*** Opening Dataset ***

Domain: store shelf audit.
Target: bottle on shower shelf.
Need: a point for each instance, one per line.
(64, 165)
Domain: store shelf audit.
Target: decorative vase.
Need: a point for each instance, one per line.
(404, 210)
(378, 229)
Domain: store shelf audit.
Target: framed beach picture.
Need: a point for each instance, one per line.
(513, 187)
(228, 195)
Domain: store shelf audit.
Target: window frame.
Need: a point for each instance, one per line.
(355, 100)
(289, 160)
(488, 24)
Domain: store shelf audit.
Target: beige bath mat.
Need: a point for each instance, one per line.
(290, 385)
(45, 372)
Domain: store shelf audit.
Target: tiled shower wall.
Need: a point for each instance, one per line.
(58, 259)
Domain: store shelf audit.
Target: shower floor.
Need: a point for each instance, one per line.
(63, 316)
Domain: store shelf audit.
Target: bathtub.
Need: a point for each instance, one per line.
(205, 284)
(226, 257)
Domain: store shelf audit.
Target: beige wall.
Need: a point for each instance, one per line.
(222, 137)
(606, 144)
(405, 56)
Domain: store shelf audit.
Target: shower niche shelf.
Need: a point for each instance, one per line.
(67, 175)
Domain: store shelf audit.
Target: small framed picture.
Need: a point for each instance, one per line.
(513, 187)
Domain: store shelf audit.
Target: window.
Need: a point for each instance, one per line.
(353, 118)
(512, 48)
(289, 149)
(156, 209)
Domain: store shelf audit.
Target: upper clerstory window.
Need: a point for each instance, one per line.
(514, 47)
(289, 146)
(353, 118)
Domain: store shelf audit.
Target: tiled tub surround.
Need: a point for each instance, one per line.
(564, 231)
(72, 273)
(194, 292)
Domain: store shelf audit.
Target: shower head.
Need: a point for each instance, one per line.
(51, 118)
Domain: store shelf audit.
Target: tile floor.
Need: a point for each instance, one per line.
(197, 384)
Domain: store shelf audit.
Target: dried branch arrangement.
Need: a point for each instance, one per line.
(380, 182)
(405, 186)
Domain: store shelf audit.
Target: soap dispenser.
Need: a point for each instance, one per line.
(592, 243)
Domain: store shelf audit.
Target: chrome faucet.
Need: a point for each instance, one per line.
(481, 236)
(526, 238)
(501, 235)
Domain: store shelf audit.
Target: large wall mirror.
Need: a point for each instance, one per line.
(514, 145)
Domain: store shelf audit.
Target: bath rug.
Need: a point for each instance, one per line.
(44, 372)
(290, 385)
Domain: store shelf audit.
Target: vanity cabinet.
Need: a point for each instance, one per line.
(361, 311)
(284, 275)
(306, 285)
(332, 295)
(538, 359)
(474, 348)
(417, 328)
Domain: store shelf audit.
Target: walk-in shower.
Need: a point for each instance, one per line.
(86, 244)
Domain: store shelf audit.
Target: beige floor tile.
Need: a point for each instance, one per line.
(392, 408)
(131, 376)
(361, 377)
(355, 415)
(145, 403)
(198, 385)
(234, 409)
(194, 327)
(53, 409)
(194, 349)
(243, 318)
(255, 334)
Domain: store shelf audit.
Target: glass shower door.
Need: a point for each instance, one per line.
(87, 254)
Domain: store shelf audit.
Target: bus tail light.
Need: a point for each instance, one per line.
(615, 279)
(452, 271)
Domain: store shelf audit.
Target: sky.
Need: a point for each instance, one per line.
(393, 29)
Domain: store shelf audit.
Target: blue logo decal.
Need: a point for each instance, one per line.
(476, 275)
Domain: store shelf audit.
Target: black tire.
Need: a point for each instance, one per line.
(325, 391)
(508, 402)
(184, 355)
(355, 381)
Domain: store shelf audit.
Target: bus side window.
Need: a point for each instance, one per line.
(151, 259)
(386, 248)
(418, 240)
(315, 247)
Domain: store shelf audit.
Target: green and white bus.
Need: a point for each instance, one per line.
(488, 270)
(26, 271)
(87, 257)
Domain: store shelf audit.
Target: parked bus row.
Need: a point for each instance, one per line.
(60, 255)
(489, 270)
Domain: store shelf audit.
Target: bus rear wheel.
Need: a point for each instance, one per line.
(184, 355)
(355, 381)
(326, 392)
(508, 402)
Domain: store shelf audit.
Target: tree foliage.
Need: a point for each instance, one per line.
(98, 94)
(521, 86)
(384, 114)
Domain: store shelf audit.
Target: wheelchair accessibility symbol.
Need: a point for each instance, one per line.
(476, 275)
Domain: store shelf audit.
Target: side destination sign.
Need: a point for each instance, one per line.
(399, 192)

*** Closing Dataset ***

_Work request_
Extract every entry in the listing word for word.

_Reply_
Domain: store shelf audit.
Target: bottle on shower shelf.
Need: a point for each instance, one per line.
(64, 165)
Domain: store shelf audit.
Target: decorative vase.
Need: a point for each instance, one per line.
(404, 210)
(378, 229)
Domain: store shelf audit.
Target: framed beach picture.
Need: a point for each instance, one per line.
(513, 187)
(228, 195)
Domain: store shelf audit.
Target: window frame.
Need: a point for each instance, one per line.
(355, 100)
(289, 160)
(488, 24)
Domain: store shelf audit.
Target: beige bath mat.
Need: a point for each instance, one per line.
(290, 385)
(45, 372)
Domain: store shelf audit.
Target: tiled shower wall.
Need: a point for each instance, one per line.
(58, 259)
Domain: store shelf audit.
Target: shower floor.
Need: a point for each instance, one per line.
(63, 316)
Domain: store shelf audit.
Target: bathtub.
Need: a point for each instance, one per line.
(205, 284)
(226, 257)
Domain: store shelf audit.
Target: beige wall.
Need: a point for each instance, one per line.
(222, 137)
(606, 144)
(405, 56)
Domain: store shelf audit.
Target: shower niche shelf.
Need: a point for each instance, one per line.
(67, 175)
Domain: store shelf audit.
Target: small framed picture.
Need: a point for each instance, one per line.
(513, 187)
Domain: store shelf audit.
Target: window.
Need: a point for each instance, one per line.
(353, 118)
(512, 48)
(289, 149)
(156, 209)
Domain: store shelf audit.
Target: upper clerstory window.
Need: a point for each instance, one per line.
(514, 47)
(289, 146)
(353, 118)
Domain: store shelf audit.
Target: tiled tub surround.
Need: a point for each instance, one per line.
(564, 231)
(72, 273)
(194, 292)
Domain: store shelf audit.
Target: shower head.
Need: a point for each instance, one per line.
(51, 118)
Domain: store shelf audit.
Target: tile floor.
Need: a point for each instance, one per line.
(197, 384)
Domain: store shelf audit.
Target: dried branch arrangement.
Need: a point for each instance, one per line.
(380, 182)
(405, 186)
Domain: store shelf audit.
Target: soap dispenser.
Need: a point for each instance, one per line.
(592, 243)
Domain: store shelf audit.
Target: chrome faucet.
Need: a point for each instance, one per line.
(481, 236)
(526, 238)
(501, 235)
Domain: store shelf audit.
Target: large wall mirror.
Need: a point for each instance, one per line.
(514, 145)
Domain: store shelf audit.
Target: bath rug.
Need: a point for each instance, one per line.
(44, 372)
(290, 385)
Domain: store shelf audit.
Target: vanity cabinet.
Need: a point for each instance, one per line.
(361, 311)
(284, 275)
(306, 285)
(332, 295)
(538, 359)
(474, 348)
(417, 328)
Domain: store shelf audit.
Target: walk-in shower.
Need: a point for each instance, one per line.
(86, 244)
Domain: store shelf audit.
Target: beige floor tile.
Need: a point for each instance, one per line.
(392, 408)
(131, 376)
(361, 377)
(355, 415)
(145, 403)
(198, 385)
(234, 409)
(194, 327)
(53, 409)
(194, 349)
(243, 318)
(255, 334)
Domain: store shelf audit.
Target: glass shower door.
Need: a point for each instance, one per line.
(87, 254)
Domain: store shelf audit.
Target: bus tail light.
Need: a point for each instance, one per line.
(615, 279)
(452, 271)
Domain: store shelf audit.
Target: sky.
Need: a point for each instance, one per line.
(393, 29)
Domain: store shelf audit.
Target: blue logo decal.
Need: a point for each instance, one per line.
(476, 275)
Domain: store shelf audit.
Target: black tire.
Need: a point for each instance, one per line.
(325, 391)
(508, 402)
(184, 355)
(355, 381)
Domain: store shelf audit.
Target: bus side window.
Need: a point for each instance, one per line.
(151, 259)
(386, 248)
(418, 240)
(315, 247)
Domain: store shelf audit.
Target: green and white bus.
Need: a point for each instance, one per line.
(488, 270)
(26, 271)
(87, 257)
Domain: store shelf audit.
Target: parked bus row.
Need: a point for each instance, one per line.
(60, 255)
(489, 270)
Domain: store shelf audit.
Target: bus rear wheel.
Need: a point for each instance, one per line.
(184, 355)
(355, 381)
(326, 392)
(508, 402)
Domain: store shelf audit.
Target: tree foliage.
Need: a point for each instance, one per line.
(98, 94)
(521, 86)
(384, 114)
Domain: store shelf audit.
Target: wheelchair accessibility symbol.
Need: a point for each instance, one per line.
(476, 275)
Domain: store shelf audit.
Target: side destination sign.
Need: a point for each instance, one per line.
(399, 192)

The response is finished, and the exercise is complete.